Data excerpts:

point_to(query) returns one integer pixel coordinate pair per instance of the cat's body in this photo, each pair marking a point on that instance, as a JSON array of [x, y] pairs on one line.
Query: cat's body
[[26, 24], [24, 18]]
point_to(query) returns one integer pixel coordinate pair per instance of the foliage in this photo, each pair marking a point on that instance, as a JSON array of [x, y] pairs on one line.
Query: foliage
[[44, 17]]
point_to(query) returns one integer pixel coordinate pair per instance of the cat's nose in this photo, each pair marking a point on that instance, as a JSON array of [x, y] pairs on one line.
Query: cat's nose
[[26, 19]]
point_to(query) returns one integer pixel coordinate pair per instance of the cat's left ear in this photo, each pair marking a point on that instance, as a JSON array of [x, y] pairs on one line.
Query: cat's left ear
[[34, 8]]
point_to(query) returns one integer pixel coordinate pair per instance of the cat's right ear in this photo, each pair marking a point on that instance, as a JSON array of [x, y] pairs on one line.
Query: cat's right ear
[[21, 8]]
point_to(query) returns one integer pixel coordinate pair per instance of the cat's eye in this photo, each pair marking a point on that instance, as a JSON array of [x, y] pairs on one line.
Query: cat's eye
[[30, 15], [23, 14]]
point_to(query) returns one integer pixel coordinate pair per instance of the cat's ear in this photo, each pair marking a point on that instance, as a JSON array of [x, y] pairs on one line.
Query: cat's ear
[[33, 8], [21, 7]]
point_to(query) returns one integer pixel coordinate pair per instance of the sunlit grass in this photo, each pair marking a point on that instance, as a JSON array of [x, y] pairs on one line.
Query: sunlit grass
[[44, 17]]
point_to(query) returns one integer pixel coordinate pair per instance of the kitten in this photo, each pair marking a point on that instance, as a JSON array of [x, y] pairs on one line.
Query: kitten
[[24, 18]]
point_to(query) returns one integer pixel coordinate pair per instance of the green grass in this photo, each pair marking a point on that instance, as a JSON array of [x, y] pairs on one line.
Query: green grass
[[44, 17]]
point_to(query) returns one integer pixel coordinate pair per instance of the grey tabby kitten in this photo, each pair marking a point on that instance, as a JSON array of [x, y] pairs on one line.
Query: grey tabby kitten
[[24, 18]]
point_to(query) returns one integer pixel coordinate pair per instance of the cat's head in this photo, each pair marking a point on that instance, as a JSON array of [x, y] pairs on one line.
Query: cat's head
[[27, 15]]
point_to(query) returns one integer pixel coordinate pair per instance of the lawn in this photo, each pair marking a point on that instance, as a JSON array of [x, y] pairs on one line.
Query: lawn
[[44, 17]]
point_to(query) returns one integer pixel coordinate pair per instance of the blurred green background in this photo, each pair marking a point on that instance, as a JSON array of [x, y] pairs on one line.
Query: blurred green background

---

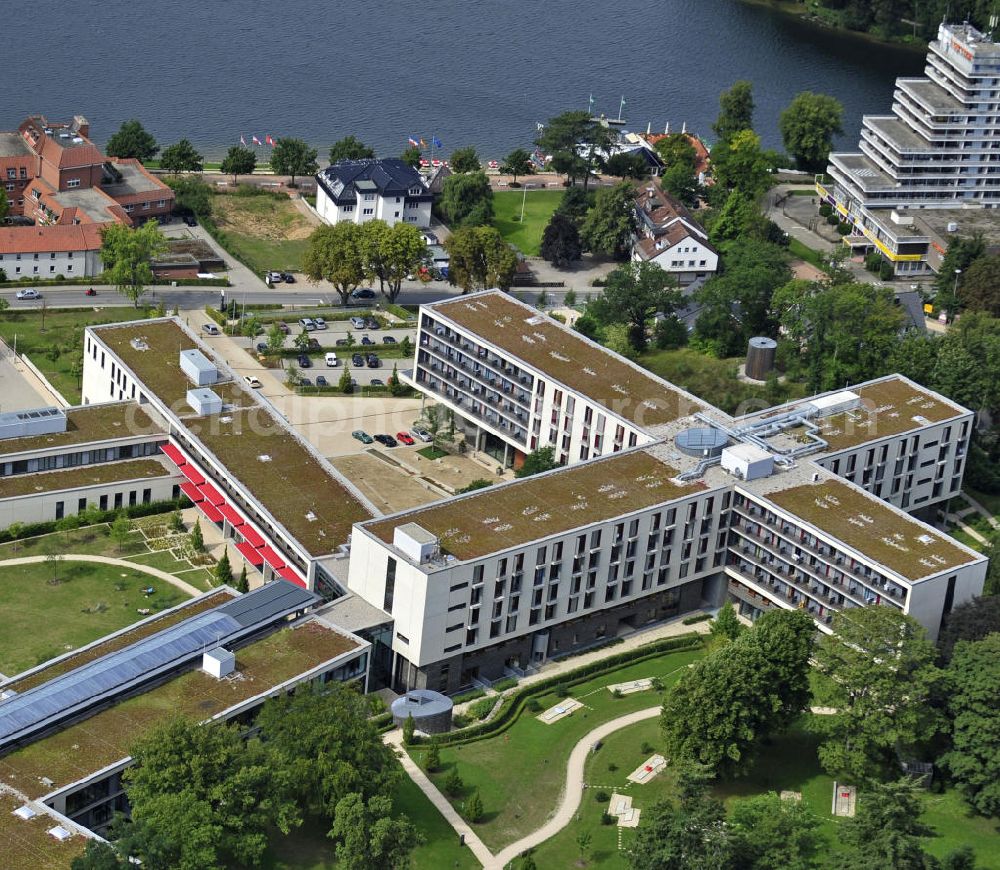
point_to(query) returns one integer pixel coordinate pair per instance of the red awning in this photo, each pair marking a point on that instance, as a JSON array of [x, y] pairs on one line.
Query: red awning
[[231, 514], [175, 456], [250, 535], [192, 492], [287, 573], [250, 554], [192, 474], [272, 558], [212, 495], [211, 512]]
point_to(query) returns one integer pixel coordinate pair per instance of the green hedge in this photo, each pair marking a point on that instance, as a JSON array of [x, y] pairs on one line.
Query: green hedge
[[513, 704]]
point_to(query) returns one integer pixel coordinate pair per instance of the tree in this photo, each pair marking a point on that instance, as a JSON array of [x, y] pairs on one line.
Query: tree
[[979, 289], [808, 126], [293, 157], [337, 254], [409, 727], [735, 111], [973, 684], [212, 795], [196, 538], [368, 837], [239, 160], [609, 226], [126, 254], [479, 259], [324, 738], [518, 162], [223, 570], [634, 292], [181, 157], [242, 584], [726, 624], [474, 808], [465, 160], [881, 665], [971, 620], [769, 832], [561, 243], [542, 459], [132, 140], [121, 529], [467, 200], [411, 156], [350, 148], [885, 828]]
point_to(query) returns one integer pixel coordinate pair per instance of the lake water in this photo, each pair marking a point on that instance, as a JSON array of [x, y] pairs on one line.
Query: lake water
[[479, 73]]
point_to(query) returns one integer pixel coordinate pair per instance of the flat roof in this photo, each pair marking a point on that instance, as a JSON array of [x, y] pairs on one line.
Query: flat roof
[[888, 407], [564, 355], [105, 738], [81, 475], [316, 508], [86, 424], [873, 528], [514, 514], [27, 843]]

==

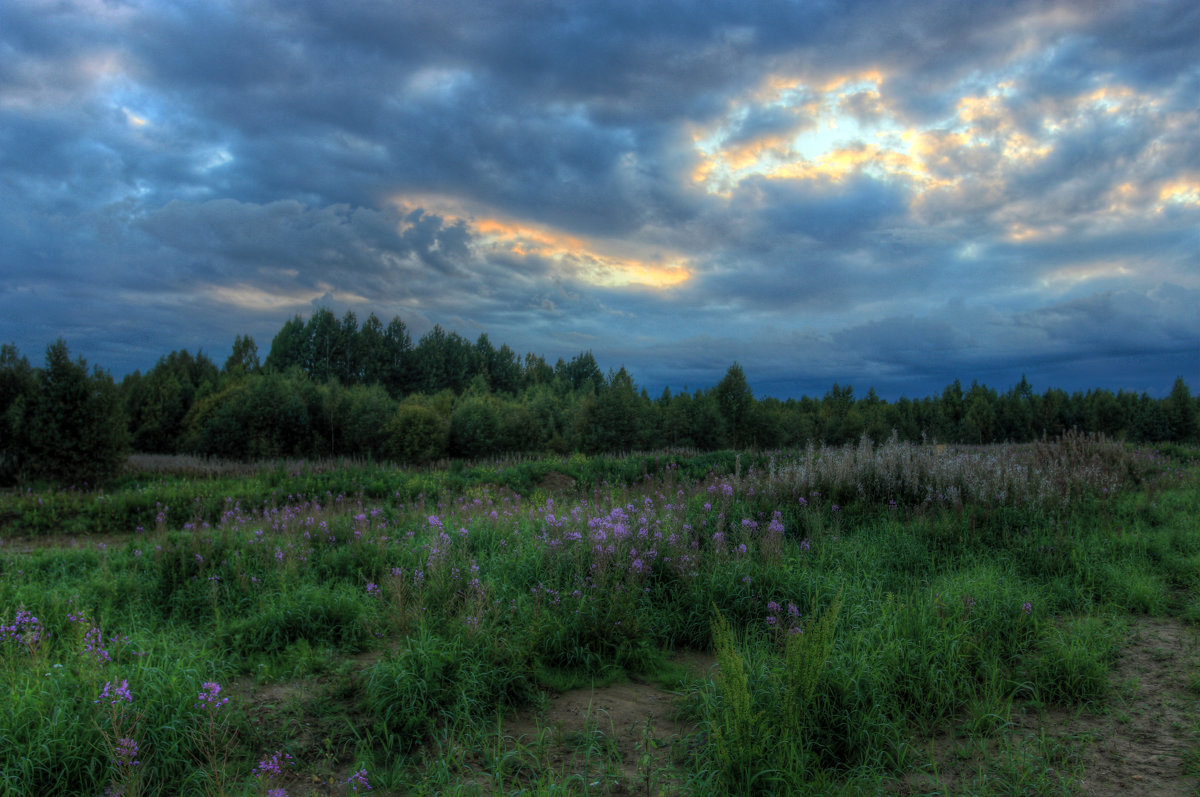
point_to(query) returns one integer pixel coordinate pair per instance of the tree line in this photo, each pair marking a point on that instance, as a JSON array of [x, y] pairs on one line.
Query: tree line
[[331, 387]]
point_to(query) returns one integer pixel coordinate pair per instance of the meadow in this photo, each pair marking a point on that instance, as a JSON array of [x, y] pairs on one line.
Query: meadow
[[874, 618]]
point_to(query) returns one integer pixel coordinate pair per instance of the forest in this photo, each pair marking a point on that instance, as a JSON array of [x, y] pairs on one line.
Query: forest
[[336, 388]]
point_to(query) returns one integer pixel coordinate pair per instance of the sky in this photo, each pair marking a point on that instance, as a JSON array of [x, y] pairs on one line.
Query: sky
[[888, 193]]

» **Problem details**
Lines with "blurred": find them in the data and copy each one.

» **Solution below**
point_to(query) returns one integer pixel coordinate pair per instance of the blurred green background in this photo, each pair marking a point on that instance, as a JSON array of [x, y] pairs on one line.
Query: blurred green background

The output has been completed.